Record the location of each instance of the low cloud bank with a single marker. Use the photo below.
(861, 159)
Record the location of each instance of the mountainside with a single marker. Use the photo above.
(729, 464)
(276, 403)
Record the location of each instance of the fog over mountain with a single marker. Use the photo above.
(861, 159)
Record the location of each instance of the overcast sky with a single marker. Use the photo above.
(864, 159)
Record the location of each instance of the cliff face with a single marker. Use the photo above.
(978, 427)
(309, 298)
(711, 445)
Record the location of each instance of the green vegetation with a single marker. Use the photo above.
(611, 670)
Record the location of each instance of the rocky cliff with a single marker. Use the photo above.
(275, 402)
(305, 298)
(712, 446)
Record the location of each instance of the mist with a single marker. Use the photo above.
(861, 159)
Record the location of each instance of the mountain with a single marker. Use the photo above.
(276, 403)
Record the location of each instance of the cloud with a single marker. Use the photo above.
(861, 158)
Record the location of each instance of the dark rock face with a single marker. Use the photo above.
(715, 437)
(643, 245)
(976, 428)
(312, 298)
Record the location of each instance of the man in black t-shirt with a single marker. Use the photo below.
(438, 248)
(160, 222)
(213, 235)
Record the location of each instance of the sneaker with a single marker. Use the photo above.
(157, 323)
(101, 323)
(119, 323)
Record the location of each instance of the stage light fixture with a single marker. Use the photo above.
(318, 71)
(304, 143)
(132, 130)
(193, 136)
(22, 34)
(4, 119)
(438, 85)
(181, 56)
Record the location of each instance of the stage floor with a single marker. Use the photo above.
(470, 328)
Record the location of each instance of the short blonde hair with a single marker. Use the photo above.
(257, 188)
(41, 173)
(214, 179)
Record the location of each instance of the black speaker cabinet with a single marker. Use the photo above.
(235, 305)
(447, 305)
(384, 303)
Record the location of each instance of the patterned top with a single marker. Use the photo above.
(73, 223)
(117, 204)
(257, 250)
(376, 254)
────────────────────────────────────────
▶ [Work to be completed] This exercise calls for every record to be restated word for word.

▶ [Finished exercise]
Record the location of each instance of the low cloud bank with a single marker. Use the photo below.
(861, 159)
Record the location of each instance of the mountainside with a single marker. Use the photo above.
(729, 464)
(276, 403)
Record the location of each instance of the fog over mountain with a single marker. Use the photo above.
(861, 159)
Record the location of each instance of the overcast sky with a single marker. Use the photo above.
(864, 159)
Record the location of each instance of the cliff face with a single marker. Use the photo above.
(978, 427)
(309, 298)
(711, 445)
Record the location of each instance of the green vegetation with a single marker. Use the photo above.
(611, 670)
Record the location of each instance of the rocky cliff with a single marker. Use the photo above.
(275, 402)
(305, 298)
(712, 446)
Record the location of each instance of the mist with a single marker. Use the photo above.
(861, 159)
Record the location of each instance of the mountain with a single marker. Use the photo above.
(276, 403)
Record the location of each instance of the cloud with a single marker. Use the photo above.
(861, 158)
Record the location of each instance of the dark rock face with a single marker. Use the photo above.
(715, 437)
(643, 245)
(976, 428)
(312, 298)
Record the location of each instance of the man in black t-shirt with a single marker. Use the photo below.
(438, 248)
(160, 222)
(213, 235)
Record the location of each instance of the sneaker with a single marker. Use the photo above.
(157, 323)
(101, 323)
(119, 323)
Record the location of each instance of the stage light fixture with a single marker. Use the photo above.
(318, 71)
(304, 143)
(132, 130)
(193, 136)
(22, 34)
(4, 119)
(438, 85)
(181, 56)
Record the location of each instance of the stage floor with a single marker. Use the photo above.
(470, 328)
Record the location of each instance of the short blonde hair with a single marker. Use the photo above.
(257, 188)
(41, 173)
(214, 179)
Record the location of each instance of the black speaker cabinet with a single marker. Use the photo above.
(235, 305)
(447, 305)
(384, 303)
Record the location of each instance of the patterned top with a single marker. Use the photo above.
(73, 223)
(117, 204)
(257, 250)
(376, 254)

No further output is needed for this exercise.